Render the records below as a JSON list of strings with one string per line, skipping blank lines and leaving the pictures out.
# # # #
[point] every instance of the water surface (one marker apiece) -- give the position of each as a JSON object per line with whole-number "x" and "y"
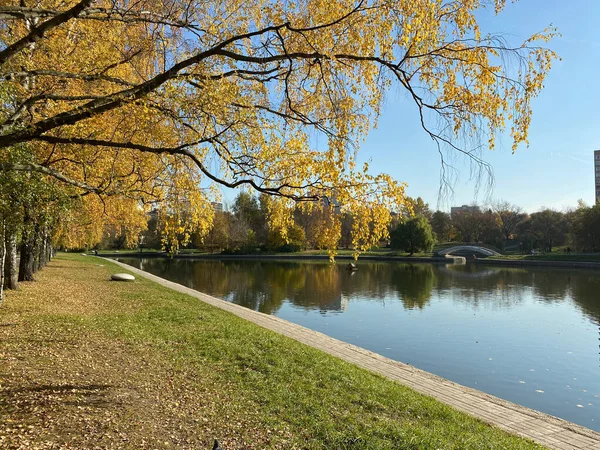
{"x": 526, "y": 335}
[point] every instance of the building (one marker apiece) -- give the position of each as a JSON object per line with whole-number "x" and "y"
{"x": 464, "y": 208}
{"x": 597, "y": 173}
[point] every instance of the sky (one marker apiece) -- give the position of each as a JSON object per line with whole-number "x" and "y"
{"x": 557, "y": 168}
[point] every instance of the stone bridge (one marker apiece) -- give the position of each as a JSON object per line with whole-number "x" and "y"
{"x": 468, "y": 251}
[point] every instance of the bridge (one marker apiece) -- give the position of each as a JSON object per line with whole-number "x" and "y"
{"x": 468, "y": 251}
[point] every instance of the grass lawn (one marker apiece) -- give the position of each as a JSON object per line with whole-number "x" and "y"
{"x": 86, "y": 362}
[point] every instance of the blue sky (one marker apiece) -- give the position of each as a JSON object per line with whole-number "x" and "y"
{"x": 557, "y": 168}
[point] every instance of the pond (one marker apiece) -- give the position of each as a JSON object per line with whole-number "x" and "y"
{"x": 526, "y": 335}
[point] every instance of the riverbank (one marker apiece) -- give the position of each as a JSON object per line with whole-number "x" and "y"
{"x": 520, "y": 261}
{"x": 88, "y": 362}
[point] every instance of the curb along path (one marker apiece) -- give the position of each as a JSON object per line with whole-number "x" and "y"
{"x": 547, "y": 430}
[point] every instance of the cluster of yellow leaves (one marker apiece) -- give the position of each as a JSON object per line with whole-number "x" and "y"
{"x": 250, "y": 110}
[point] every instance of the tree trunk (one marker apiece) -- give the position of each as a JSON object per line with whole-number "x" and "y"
{"x": 27, "y": 263}
{"x": 11, "y": 269}
{"x": 40, "y": 250}
{"x": 2, "y": 258}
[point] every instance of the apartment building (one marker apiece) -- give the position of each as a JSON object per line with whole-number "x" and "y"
{"x": 597, "y": 173}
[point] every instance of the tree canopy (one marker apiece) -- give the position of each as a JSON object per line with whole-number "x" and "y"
{"x": 164, "y": 100}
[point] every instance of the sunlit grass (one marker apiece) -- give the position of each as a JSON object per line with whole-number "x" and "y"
{"x": 292, "y": 396}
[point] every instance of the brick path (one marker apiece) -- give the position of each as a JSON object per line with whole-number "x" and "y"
{"x": 547, "y": 430}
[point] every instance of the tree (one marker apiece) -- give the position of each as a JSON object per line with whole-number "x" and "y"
{"x": 468, "y": 224}
{"x": 179, "y": 94}
{"x": 586, "y": 228}
{"x": 420, "y": 208}
{"x": 509, "y": 217}
{"x": 413, "y": 235}
{"x": 549, "y": 228}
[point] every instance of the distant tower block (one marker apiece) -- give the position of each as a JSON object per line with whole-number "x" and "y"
{"x": 597, "y": 173}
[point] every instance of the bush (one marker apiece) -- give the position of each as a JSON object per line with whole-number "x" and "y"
{"x": 413, "y": 235}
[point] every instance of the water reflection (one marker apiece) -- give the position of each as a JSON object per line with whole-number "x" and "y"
{"x": 265, "y": 285}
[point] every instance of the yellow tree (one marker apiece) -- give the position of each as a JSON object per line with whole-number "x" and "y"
{"x": 180, "y": 94}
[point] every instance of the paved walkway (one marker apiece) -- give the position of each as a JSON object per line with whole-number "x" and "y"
{"x": 547, "y": 430}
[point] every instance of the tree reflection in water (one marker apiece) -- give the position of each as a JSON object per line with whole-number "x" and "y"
{"x": 315, "y": 285}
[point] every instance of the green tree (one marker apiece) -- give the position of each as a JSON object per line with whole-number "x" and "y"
{"x": 413, "y": 235}
{"x": 585, "y": 230}
{"x": 441, "y": 224}
{"x": 548, "y": 229}
{"x": 509, "y": 217}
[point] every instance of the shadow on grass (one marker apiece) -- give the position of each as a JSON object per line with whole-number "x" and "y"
{"x": 30, "y": 398}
# # # #
> [Output of the task]:
[
  "[point] every instance of the water surface (one marker apiece) -- give the position of each as a JSON object per line with whole-number \"x\" and \"y\"",
  "{\"x\": 526, \"y\": 335}",
  "[point] every instance of the building (one marker apiece) -- give the position of each as a JSON object per line with whole-number \"x\" and \"y\"",
  "{\"x\": 464, \"y\": 208}",
  "{\"x\": 597, \"y\": 173}",
  "[point] every instance of the sky (one marker apiece) -- give the position of each as a JSON object per line with whole-number \"x\" and \"y\"",
  "{\"x\": 557, \"y\": 168}",
  "[point] every instance of the stone bridge (one marker apiece) -- give the position of each as a JSON object per line with whole-number \"x\" and \"y\"",
  "{\"x\": 468, \"y\": 251}",
  "[point] every instance of the bridge (one marker apiece) -- give the position of each as a JSON object per line with whole-number \"x\" and \"y\"",
  "{\"x\": 468, \"y\": 251}",
  "[point] every instance of the grass lawn (one marker apiece) -- give the position of each as a JSON object per line with whole-number \"x\" and \"y\"",
  "{\"x\": 86, \"y\": 362}",
  "[point] every instance of the blue sky (one marker apiece) -- give the position of each as a JSON object per line with whole-number \"x\" and \"y\"",
  "{\"x\": 557, \"y\": 168}",
  "[point] every instance of the pond (one marker apiece) -- give the position of each as a JSON object per line with whole-number \"x\" and \"y\"",
  "{\"x\": 526, \"y\": 335}",
  "[point] every instance of the riverbank (one marker apiece) -- give the position of each as a JSON object per line with whole-number \"x\" and \"y\"",
  "{\"x\": 520, \"y\": 261}",
  "{\"x\": 88, \"y\": 362}",
  "[point] every instance of the curb along path (one marker apiece) -- give the position of each as a JSON object per line with whole-number \"x\" and \"y\"",
  "{\"x\": 547, \"y\": 430}",
  "[point] every instance of the cluster of yellow leaves (one marker apiece) -- give the position of each as a JSON object per line with whole-number \"x\" and \"y\"",
  "{\"x\": 250, \"y\": 110}",
  "[point] every instance of the tree trunk (one marker apiece) -- give the position of each as a JSON object per line with whole-number \"x\" and \"y\"",
  "{\"x\": 27, \"y\": 263}",
  "{\"x\": 11, \"y\": 269}",
  "{\"x\": 40, \"y\": 250}",
  "{\"x\": 2, \"y\": 258}",
  "[point] every instance of the apartment building (one marker apiece) -- give the position of each as a JSON object per line with whole-number \"x\" and \"y\"",
  "{\"x\": 597, \"y\": 173}",
  "[point] every instance of the tree canopy (one marker apiece) -- give the position of each as a JSON object per line with whole-number \"x\" and \"y\"",
  "{\"x\": 164, \"y\": 100}",
  "[point] every instance of the sunlit grass (one marker apiece) -- give the position of each as a JSON object per line with whole-number \"x\" and \"y\"",
  "{\"x\": 292, \"y\": 396}",
  "[point] every instance of the brick path (one marker apiece) -- give the position of each as a JSON object per line with whole-number \"x\" and \"y\"",
  "{\"x\": 547, \"y\": 430}",
  "[point] every instance of the tree (one marker apiece) -- give the position of each as a JSON object per line with whole-number \"x\" and \"y\"",
  "{\"x\": 468, \"y\": 224}",
  "{\"x\": 179, \"y\": 94}",
  "{\"x\": 586, \"y\": 228}",
  "{\"x\": 420, \"y\": 208}",
  "{\"x\": 509, \"y\": 217}",
  "{\"x\": 413, \"y\": 235}",
  "{\"x\": 549, \"y\": 228}",
  "[point] every instance of the distant tower block (one marker apiece) -- give the position of each as a JSON object per line with whole-number \"x\" and \"y\"",
  "{\"x\": 597, \"y\": 173}",
  "[point] every instance of the bush (one marker apiece) -- give the position of each as a JSON object per line with whole-number \"x\" and \"y\"",
  "{\"x\": 413, \"y\": 235}",
  "[point] every instance of the water reflection (one marker apiece) -- give the position of each as a JSON object per line with whole-number \"x\" and \"y\"",
  "{\"x\": 265, \"y\": 285}",
  "[point] every instance of the yellow tree (one marker apiece) -- give the position of each as a JSON object per line with whole-number \"x\" and \"y\"",
  "{\"x\": 180, \"y\": 94}",
  "[point] every instance of the paved walkway (one marker apiece) -- give the position of each as a JSON object per line with whole-number \"x\" and \"y\"",
  "{\"x\": 547, \"y\": 430}",
  "[point] every instance of the tree reflection in water (one marker apiece) -- give the position of each as a JSON object per line with whole-number \"x\" and \"y\"",
  "{\"x\": 315, \"y\": 285}",
  "[point] every instance of the green tree (one marker apiece) -- give the position of each as a JSON object per line with whole-number \"x\" and \"y\"",
  "{\"x\": 413, \"y\": 235}",
  "{\"x\": 585, \"y\": 230}",
  "{\"x\": 441, \"y\": 224}",
  "{\"x\": 548, \"y\": 229}",
  "{\"x\": 509, \"y\": 217}",
  "[point] every instance of the shadow on grass (one marker apiece) -- give the position of each as a JSON object per line with whole-number \"x\" and \"y\"",
  "{\"x\": 30, \"y\": 398}"
]